Stated exercise: Express the part of the rows that runs from the very start through the line containing "POLYGON ((361 463, 350" as a JSON list of strings, one string per line, omitting blank lines.

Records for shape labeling
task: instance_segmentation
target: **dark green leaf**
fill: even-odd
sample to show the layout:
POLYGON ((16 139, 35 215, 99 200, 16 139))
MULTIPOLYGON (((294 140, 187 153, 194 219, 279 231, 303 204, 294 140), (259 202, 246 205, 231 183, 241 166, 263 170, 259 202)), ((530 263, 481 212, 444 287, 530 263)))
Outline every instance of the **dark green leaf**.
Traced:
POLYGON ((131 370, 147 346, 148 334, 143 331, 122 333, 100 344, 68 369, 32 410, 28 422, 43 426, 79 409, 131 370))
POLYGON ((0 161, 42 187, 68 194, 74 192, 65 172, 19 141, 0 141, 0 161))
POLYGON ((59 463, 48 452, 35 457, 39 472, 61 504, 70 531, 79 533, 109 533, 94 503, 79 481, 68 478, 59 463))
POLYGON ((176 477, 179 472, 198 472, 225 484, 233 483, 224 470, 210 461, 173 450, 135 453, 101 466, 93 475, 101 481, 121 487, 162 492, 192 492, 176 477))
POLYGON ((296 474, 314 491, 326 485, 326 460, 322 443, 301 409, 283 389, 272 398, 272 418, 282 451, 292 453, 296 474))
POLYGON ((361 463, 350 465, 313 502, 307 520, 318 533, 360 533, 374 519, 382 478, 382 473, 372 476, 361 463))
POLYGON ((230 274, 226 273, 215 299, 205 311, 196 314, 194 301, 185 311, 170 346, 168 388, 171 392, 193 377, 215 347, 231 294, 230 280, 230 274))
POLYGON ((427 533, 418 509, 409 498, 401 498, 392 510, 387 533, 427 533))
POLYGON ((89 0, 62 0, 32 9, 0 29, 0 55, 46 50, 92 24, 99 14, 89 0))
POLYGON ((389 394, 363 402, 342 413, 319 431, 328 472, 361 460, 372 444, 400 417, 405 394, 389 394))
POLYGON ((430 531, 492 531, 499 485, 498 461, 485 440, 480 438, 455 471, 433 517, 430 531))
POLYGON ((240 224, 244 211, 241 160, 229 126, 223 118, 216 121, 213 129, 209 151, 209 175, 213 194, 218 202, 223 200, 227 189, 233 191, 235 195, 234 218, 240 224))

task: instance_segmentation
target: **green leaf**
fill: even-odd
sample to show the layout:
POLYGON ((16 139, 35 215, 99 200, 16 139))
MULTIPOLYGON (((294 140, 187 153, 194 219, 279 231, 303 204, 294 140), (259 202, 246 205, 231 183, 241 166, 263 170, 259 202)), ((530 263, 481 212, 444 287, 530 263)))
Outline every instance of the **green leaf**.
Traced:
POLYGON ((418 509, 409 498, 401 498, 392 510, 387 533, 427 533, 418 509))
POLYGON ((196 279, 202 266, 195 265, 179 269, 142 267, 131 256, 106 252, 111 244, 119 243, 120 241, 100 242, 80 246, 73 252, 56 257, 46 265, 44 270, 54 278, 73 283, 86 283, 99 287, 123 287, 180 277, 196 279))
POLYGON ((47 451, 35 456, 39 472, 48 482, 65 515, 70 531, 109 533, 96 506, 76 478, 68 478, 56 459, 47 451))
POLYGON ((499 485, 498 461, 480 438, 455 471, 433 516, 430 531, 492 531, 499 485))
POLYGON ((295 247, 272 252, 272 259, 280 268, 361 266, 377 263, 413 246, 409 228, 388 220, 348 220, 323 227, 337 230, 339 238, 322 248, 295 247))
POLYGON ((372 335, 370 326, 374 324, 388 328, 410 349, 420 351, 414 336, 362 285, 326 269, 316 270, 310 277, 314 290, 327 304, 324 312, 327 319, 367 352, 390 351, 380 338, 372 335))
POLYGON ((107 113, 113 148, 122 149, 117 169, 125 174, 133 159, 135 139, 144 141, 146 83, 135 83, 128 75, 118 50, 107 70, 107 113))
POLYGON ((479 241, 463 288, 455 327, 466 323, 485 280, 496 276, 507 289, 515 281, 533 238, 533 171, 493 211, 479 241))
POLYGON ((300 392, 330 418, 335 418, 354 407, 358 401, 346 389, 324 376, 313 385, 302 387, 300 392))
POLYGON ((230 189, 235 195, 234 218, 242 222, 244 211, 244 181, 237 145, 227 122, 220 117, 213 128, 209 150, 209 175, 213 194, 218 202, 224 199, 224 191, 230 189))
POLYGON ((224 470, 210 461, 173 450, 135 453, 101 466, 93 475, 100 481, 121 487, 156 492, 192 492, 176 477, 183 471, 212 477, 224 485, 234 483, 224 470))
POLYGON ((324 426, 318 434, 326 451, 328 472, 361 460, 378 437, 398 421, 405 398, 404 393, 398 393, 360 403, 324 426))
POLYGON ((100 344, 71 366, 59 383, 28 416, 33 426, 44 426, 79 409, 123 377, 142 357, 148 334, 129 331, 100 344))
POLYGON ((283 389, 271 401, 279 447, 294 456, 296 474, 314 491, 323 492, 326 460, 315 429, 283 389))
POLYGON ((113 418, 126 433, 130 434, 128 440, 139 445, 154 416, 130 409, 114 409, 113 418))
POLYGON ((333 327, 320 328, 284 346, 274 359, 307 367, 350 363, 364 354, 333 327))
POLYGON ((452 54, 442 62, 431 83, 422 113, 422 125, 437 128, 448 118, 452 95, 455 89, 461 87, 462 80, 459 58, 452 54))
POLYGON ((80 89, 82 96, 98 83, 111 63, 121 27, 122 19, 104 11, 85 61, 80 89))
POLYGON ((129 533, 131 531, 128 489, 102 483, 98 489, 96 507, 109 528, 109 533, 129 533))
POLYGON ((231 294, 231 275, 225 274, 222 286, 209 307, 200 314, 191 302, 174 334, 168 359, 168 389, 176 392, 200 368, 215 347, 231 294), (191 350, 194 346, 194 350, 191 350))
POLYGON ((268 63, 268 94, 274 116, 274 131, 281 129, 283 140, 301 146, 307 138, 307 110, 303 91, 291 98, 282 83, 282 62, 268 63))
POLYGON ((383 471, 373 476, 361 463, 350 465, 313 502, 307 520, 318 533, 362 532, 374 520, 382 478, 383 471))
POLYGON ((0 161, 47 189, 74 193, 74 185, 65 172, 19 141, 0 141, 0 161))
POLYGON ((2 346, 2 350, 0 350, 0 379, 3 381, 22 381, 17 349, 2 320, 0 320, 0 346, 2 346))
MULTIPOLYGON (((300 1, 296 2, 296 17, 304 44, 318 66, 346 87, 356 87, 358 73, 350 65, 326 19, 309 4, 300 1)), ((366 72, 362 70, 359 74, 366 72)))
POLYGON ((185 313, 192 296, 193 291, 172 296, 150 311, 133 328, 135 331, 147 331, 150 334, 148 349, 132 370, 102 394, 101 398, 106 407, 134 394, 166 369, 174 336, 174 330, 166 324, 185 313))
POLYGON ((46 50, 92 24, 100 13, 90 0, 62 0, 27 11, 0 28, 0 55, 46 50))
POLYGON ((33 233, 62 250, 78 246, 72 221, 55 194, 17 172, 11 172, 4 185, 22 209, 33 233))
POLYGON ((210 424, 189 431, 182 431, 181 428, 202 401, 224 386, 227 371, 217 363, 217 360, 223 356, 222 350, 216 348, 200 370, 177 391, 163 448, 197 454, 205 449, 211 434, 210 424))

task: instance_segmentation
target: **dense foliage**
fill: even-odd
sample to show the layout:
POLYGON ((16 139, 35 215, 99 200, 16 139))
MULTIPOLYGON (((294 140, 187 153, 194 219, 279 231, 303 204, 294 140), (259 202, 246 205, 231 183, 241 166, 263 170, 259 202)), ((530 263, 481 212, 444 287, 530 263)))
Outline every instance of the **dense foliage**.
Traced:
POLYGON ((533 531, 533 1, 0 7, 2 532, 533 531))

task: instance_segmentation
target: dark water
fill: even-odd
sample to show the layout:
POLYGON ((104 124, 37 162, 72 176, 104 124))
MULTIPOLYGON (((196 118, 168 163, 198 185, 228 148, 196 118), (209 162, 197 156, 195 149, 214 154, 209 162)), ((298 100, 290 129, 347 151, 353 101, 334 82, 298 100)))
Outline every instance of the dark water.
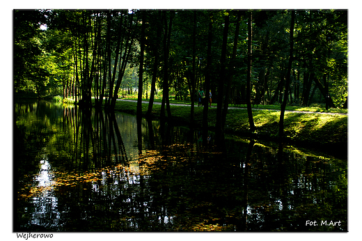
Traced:
POLYGON ((47 102, 15 104, 14 231, 347 231, 345 160, 47 102))

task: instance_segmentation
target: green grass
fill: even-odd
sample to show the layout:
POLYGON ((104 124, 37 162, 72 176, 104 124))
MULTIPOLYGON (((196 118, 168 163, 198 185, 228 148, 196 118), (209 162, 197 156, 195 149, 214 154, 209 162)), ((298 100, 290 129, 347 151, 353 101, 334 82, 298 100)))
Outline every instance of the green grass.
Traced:
MULTIPOLYGON (((148 104, 142 104, 144 115, 148 107, 148 104)), ((203 109, 197 105, 195 107, 194 120, 196 124, 200 127, 203 119, 203 109)), ((123 101, 118 101, 115 108, 116 111, 132 114, 136 114, 136 102, 123 101)), ((154 104, 152 116, 158 118, 160 110, 160 104, 154 104)), ((189 123, 190 107, 171 105, 171 110, 175 123, 184 125, 189 123)), ((208 124, 212 129, 216 124, 216 108, 210 108, 208 111, 208 124)), ((310 111, 310 109, 308 111, 310 111)), ((253 109, 253 117, 256 127, 254 134, 268 139, 277 138, 279 130, 279 111, 272 109, 253 109)), ((287 138, 294 142, 317 146, 347 144, 347 118, 348 116, 345 115, 285 112, 284 132, 287 138)), ((226 133, 235 135, 251 133, 247 110, 228 109, 225 125, 226 133)))
MULTIPOLYGON (((136 97, 128 97, 124 98, 124 100, 137 100, 136 97)), ((147 99, 142 99, 143 101, 149 101, 147 99)), ((161 102, 162 99, 155 99, 154 102, 161 102)), ((172 104, 191 104, 191 102, 189 100, 175 100, 174 98, 171 97, 170 103, 172 104)), ((197 106, 197 102, 195 102, 195 105, 197 106)), ((212 103, 212 107, 216 107, 217 105, 217 103, 212 103)), ((239 107, 239 105, 235 105, 233 104, 229 104, 229 107, 239 107)), ((246 108, 246 105, 241 105, 241 108, 246 108)), ((274 109, 274 110, 280 110, 281 105, 280 104, 254 104, 253 109, 274 109)), ((325 113, 340 113, 340 114, 347 114, 347 109, 339 109, 339 108, 329 108, 328 110, 326 109, 325 105, 322 104, 314 104, 310 107, 298 107, 298 106, 287 106, 285 107, 286 110, 288 111, 311 111, 311 112, 325 112, 325 113)))

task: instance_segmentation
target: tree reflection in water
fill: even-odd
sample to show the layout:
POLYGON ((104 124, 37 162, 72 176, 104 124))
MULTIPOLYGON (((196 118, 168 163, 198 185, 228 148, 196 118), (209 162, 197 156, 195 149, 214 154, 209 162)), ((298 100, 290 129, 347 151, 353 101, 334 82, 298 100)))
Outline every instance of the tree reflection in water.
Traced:
POLYGON ((119 113, 22 109, 15 231, 347 231, 345 160, 254 140, 220 152, 198 130, 119 113))

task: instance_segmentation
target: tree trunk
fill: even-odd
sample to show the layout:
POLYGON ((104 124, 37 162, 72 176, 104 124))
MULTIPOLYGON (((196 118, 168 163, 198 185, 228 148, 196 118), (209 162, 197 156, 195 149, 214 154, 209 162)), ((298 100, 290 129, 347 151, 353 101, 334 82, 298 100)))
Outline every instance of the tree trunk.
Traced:
POLYGON ((165 105, 167 110, 167 115, 168 118, 171 118, 171 112, 170 109, 170 100, 168 98, 168 55, 171 42, 173 12, 170 14, 170 22, 167 24, 167 16, 166 12, 164 13, 164 84, 163 84, 163 96, 162 102, 161 105, 161 118, 166 117, 165 105))
MULTIPOLYGON (((231 56, 231 61, 235 61, 236 59, 236 52, 237 49, 237 40, 239 38, 239 29, 240 29, 240 22, 242 18, 241 11, 237 11, 237 18, 235 26, 235 34, 234 36, 234 43, 233 46, 233 55, 231 56)), ((233 65, 233 67, 234 65, 233 65)), ((232 68, 233 68, 232 67, 232 68)), ((222 125, 223 129, 225 127, 225 123, 226 122, 226 115, 228 114, 228 108, 229 107, 229 98, 230 98, 230 89, 231 88, 231 82, 233 81, 233 75, 230 75, 227 77, 227 85, 226 90, 225 91, 225 102, 223 103, 223 109, 222 114, 222 125)))
MULTIPOLYGON (((194 25, 192 28, 192 74, 191 74, 191 96, 195 96, 196 90, 196 11, 194 10, 194 25)), ((206 93, 206 90, 205 90, 206 93)), ((191 120, 190 122, 191 123, 194 123, 195 113, 195 102, 194 101, 194 98, 191 98, 191 120)))
POLYGON ((143 85, 143 56, 145 52, 145 12, 142 11, 142 26, 141 26, 140 60, 139 68, 139 95, 137 99, 137 117, 142 116, 142 91, 143 85))
POLYGON ((284 135, 284 113, 285 111, 285 107, 287 106, 287 100, 289 91, 289 85, 290 82, 290 75, 292 70, 292 63, 293 63, 293 33, 294 24, 294 11, 292 11, 292 20, 290 23, 290 49, 289 49, 289 63, 287 70, 287 78, 285 81, 285 92, 284 94, 284 100, 281 107, 281 119, 279 120, 279 137, 283 137, 284 135))
POLYGON ((226 80, 226 46, 228 44, 228 32, 229 30, 229 15, 225 16, 225 24, 223 26, 223 43, 221 46, 221 59, 220 61, 220 79, 219 79, 217 91, 217 123, 216 123, 216 141, 219 144, 223 143, 223 128, 222 125, 222 109, 223 99, 224 95, 223 84, 226 80))
MULTIPOLYGON (((209 21, 209 29, 207 34, 207 64, 206 64, 206 75, 205 76, 205 91, 206 96, 209 96, 209 91, 210 88, 210 79, 211 79, 211 68, 212 63, 212 59, 211 56, 211 45, 212 42, 212 18, 210 15, 210 19, 209 21)), ((209 100, 209 99, 208 99, 209 100)), ((207 132, 208 132, 208 116, 209 107, 207 103, 204 106, 203 111, 203 141, 204 144, 207 143, 207 132)))
POLYGON ((152 113, 152 109, 153 107, 153 101, 155 100, 155 93, 156 91, 156 80, 157 79, 157 72, 158 72, 158 65, 159 65, 159 52, 158 49, 158 43, 159 40, 161 37, 161 27, 159 24, 157 25, 156 30, 156 42, 157 45, 152 49, 153 54, 155 56, 153 67, 152 67, 152 76, 151 81, 151 93, 150 94, 150 101, 148 102, 148 109, 147 110, 147 116, 150 116, 152 113))
POLYGON ((250 130, 254 132, 255 126, 253 119, 253 111, 251 110, 251 55, 253 54, 252 41, 253 41, 253 12, 251 10, 249 14, 248 24, 248 70, 246 76, 246 106, 248 109, 248 118, 250 125, 250 130))

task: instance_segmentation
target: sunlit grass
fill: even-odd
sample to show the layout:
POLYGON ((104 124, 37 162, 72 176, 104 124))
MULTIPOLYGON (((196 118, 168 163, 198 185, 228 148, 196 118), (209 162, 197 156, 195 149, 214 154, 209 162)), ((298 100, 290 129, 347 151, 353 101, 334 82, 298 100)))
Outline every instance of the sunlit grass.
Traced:
MULTIPOLYGON (((123 100, 137 100, 136 96, 127 96, 127 98, 123 98, 123 100)), ((149 101, 149 99, 142 99, 143 101, 149 101)), ((161 102, 162 101, 160 98, 155 98, 154 100, 155 102, 161 102)), ((171 104, 191 104, 191 101, 189 100, 176 100, 174 98, 171 97, 170 103, 171 104)), ((195 106, 197 107, 197 102, 194 102, 195 106)), ((216 107, 217 106, 217 103, 212 103, 212 107, 216 107)), ((236 108, 246 108, 246 104, 242 105, 235 105, 233 104, 229 104, 229 107, 236 108)), ((273 109, 273 110, 280 110, 281 105, 280 104, 254 104, 252 107, 253 109, 273 109)), ((347 109, 339 109, 339 108, 329 108, 328 110, 326 109, 325 105, 322 104, 313 104, 313 106, 310 107, 300 107, 300 106, 287 106, 285 107, 285 110, 288 111, 310 111, 310 112, 326 112, 326 113, 341 113, 341 114, 347 114, 348 113, 347 109)))
MULTIPOLYGON (((143 114, 145 114, 148 104, 143 104, 143 114)), ((317 110, 318 107, 308 111, 317 110)), ((116 110, 136 114, 136 102, 117 102, 116 110)), ((202 126, 203 107, 195 107, 194 120, 196 125, 202 126)), ((154 104, 152 116, 159 117, 160 104, 154 104)), ((171 106, 173 121, 180 125, 189 125, 191 107, 171 106)), ((305 109, 299 110, 306 111, 305 109)), ((208 125, 215 127, 217 108, 208 111, 208 125)), ((277 137, 279 131, 280 111, 275 109, 253 110, 253 118, 256 127, 255 133, 272 138, 277 137)), ((347 143, 347 116, 305 114, 286 111, 284 118, 284 132, 291 140, 318 144, 347 143)), ((225 132, 232 134, 244 134, 250 132, 250 126, 246 109, 229 109, 225 124, 225 132)))

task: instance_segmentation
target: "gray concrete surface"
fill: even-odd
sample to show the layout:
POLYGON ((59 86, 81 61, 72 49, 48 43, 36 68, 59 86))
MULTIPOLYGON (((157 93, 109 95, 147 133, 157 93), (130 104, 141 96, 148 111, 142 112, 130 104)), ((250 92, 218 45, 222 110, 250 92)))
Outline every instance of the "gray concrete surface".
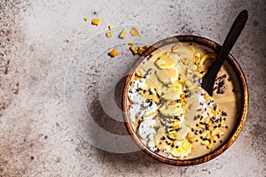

Result below:
[
  "task: instance_segmentation",
  "target: **dark green leaf**",
  "fill: even-odd",
  "sample to show the layout:",
  "POLYGON ((16 139, 35 215, 99 200, 16 139))",
  "MULTIPOLYGON (((294 140, 187 153, 194 219, 279 231, 303 204, 294 140), (259 202, 246 205, 231 183, 241 166, 263 170, 259 202)), ((530 263, 481 212, 444 287, 530 263)))",
  "Outline every instance of the **dark green leaf**.",
  "Traced:",
  "POLYGON ((131 370, 147 346, 148 334, 143 331, 122 333, 100 344, 68 369, 32 410, 28 422, 43 426, 79 409, 131 370))",
  "POLYGON ((0 161, 42 187, 68 194, 74 192, 65 172, 19 141, 0 141, 0 161))",
  "POLYGON ((59 463, 48 452, 35 457, 39 472, 61 504, 70 531, 79 533, 109 533, 94 503, 79 481, 68 478, 59 463))",
  "POLYGON ((176 477, 179 472, 198 472, 225 484, 233 483, 224 470, 210 461, 173 450, 135 453, 101 466, 93 475, 101 481, 121 487, 162 492, 192 492, 176 477))",
  "POLYGON ((296 474, 314 491, 326 485, 326 460, 322 443, 301 409, 283 389, 272 398, 272 418, 282 451, 292 453, 296 474))",
  "POLYGON ((361 463, 350 465, 313 502, 307 520, 318 533, 360 533, 374 519, 382 478, 382 473, 372 476, 361 463))"
]